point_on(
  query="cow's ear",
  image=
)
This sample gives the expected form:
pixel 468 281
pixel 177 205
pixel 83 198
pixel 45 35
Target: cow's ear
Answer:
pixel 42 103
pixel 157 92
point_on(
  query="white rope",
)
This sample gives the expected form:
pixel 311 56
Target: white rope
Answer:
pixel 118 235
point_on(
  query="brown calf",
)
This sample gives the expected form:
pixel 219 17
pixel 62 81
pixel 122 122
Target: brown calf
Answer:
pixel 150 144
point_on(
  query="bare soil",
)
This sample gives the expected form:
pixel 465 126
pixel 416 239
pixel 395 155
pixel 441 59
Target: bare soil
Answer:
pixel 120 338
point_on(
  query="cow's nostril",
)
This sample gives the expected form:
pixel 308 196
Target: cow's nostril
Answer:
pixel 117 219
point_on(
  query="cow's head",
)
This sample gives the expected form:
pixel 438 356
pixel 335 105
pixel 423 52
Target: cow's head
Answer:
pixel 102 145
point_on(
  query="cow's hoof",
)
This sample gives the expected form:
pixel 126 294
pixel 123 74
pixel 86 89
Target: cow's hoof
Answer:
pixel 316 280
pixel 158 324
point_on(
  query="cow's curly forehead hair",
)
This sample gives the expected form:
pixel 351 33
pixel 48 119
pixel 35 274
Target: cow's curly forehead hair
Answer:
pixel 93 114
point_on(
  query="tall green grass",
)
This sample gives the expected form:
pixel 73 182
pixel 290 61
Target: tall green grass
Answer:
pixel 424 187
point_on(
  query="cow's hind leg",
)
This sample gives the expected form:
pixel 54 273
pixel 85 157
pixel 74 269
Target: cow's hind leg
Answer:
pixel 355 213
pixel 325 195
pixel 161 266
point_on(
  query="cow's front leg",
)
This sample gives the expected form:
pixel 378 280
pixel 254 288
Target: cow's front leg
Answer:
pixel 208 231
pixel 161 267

Do this → Select each line in the entries above that contains the word "hair" and copy those lines in the order they appear.

Task output →
  query="cow's curly forehead hair",
Target: cow's curly forehead hair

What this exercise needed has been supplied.